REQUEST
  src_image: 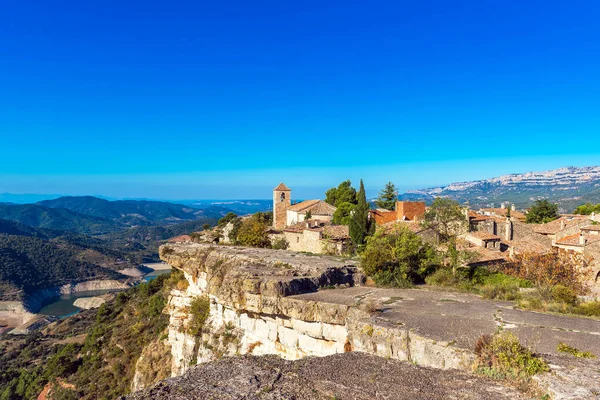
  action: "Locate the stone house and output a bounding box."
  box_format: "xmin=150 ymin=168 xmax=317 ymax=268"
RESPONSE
xmin=465 ymin=231 xmax=502 ymax=251
xmin=370 ymin=201 xmax=425 ymax=225
xmin=283 ymin=220 xmax=350 ymax=254
xmin=286 ymin=200 xmax=336 ymax=226
xmin=269 ymin=183 xmax=350 ymax=254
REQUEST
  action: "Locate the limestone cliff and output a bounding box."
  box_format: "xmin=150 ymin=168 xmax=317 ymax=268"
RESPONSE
xmin=160 ymin=244 xmax=471 ymax=376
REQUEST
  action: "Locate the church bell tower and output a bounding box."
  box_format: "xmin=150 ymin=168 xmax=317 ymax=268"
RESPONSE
xmin=273 ymin=182 xmax=292 ymax=229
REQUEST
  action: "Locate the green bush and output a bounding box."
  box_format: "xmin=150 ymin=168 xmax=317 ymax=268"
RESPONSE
xmin=550 ymin=285 xmax=577 ymax=305
xmin=271 ymin=238 xmax=289 ymax=250
xmin=556 ymin=342 xmax=596 ymax=358
xmin=572 ymin=301 xmax=600 ymax=317
xmin=475 ymin=331 xmax=550 ymax=382
xmin=361 ymin=228 xmax=439 ymax=287
xmin=479 ymin=283 xmax=520 ymax=300
xmin=425 ymin=268 xmax=471 ymax=290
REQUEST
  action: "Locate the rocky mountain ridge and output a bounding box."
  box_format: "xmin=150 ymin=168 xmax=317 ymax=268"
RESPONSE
xmin=401 ymin=166 xmax=600 ymax=212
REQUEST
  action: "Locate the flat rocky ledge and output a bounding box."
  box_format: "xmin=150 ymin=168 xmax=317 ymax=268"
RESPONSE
xmin=127 ymin=353 xmax=528 ymax=400
xmin=291 ymin=286 xmax=600 ymax=357
xmin=160 ymin=243 xmax=356 ymax=277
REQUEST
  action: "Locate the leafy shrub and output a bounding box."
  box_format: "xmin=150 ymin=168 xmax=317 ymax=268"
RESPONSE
xmin=571 ymin=301 xmax=600 ymax=317
xmin=425 ymin=268 xmax=471 ymax=288
xmin=501 ymin=253 xmax=589 ymax=295
xmin=237 ymin=214 xmax=271 ymax=247
xmin=550 ymin=285 xmax=577 ymax=305
xmin=479 ymin=283 xmax=520 ymax=300
xmin=188 ymin=296 xmax=210 ymax=336
xmin=474 ymin=332 xmax=550 ymax=381
xmin=361 ymin=227 xmax=438 ymax=287
xmin=556 ymin=342 xmax=596 ymax=358
xmin=271 ymin=238 xmax=290 ymax=250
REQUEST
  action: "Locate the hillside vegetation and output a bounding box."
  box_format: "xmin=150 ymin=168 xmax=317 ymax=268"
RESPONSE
xmin=0 ymin=204 xmax=124 ymax=234
xmin=0 ymin=272 xmax=183 ymax=400
xmin=37 ymin=196 xmax=225 ymax=226
xmin=0 ymin=220 xmax=130 ymax=300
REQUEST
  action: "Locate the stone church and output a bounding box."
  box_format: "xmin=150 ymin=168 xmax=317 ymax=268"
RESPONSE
xmin=272 ymin=183 xmax=350 ymax=254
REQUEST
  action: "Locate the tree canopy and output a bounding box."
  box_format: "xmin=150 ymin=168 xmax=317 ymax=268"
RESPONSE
xmin=361 ymin=227 xmax=439 ymax=287
xmin=525 ymin=199 xmax=560 ymax=224
xmin=333 ymin=202 xmax=356 ymax=225
xmin=574 ymin=203 xmax=600 ymax=215
xmin=325 ymin=180 xmax=358 ymax=207
xmin=375 ymin=182 xmax=398 ymax=210
xmin=350 ymin=179 xmax=374 ymax=247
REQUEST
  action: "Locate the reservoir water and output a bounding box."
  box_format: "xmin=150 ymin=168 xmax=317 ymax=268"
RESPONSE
xmin=38 ymin=263 xmax=171 ymax=318
xmin=38 ymin=290 xmax=114 ymax=318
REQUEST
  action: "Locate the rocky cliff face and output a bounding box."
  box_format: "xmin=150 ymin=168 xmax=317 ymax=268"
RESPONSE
xmin=160 ymin=245 xmax=364 ymax=376
xmin=160 ymin=244 xmax=470 ymax=376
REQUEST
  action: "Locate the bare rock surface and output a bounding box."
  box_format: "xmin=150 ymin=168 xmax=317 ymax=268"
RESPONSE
xmin=127 ymin=353 xmax=528 ymax=400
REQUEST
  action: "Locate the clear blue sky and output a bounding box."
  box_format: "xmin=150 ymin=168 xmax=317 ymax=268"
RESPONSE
xmin=0 ymin=0 xmax=600 ymax=199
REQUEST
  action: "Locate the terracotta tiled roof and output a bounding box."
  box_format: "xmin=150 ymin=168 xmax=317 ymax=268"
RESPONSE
xmin=533 ymin=217 xmax=587 ymax=235
xmin=288 ymin=200 xmax=321 ymax=212
xmin=288 ymin=200 xmax=337 ymax=215
xmin=581 ymin=225 xmax=600 ymax=232
xmin=381 ymin=221 xmax=427 ymax=233
xmin=456 ymin=241 xmax=508 ymax=264
xmin=481 ymin=208 xmax=526 ymax=220
xmin=467 ymin=231 xmax=500 ymax=240
xmin=284 ymin=219 xmax=350 ymax=239
xmin=469 ymin=210 xmax=493 ymax=222
xmin=323 ymin=225 xmax=350 ymax=239
xmin=556 ymin=233 xmax=600 ymax=246
xmin=505 ymin=240 xmax=552 ymax=254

○ ○ ○ ○

:: WHAT TO PRODUCE ::
Can you list everything from the start of the material above down to and including the line containing "xmin=269 ymin=183 xmax=350 ymax=254", numbered, with blank lines skipped and the pictures left out?

:: EXERCISE RESULT ::
1. REQUEST
2.   src_image: 
3.   action: "Locate the stone house and output a bounding box."
4.   box_format: "xmin=150 ymin=168 xmax=317 ymax=268"
5. RESPONSE
6. xmin=465 ymin=231 xmax=502 ymax=251
7. xmin=370 ymin=201 xmax=425 ymax=225
8. xmin=283 ymin=220 xmax=350 ymax=254
9. xmin=286 ymin=200 xmax=336 ymax=226
10. xmin=269 ymin=183 xmax=350 ymax=254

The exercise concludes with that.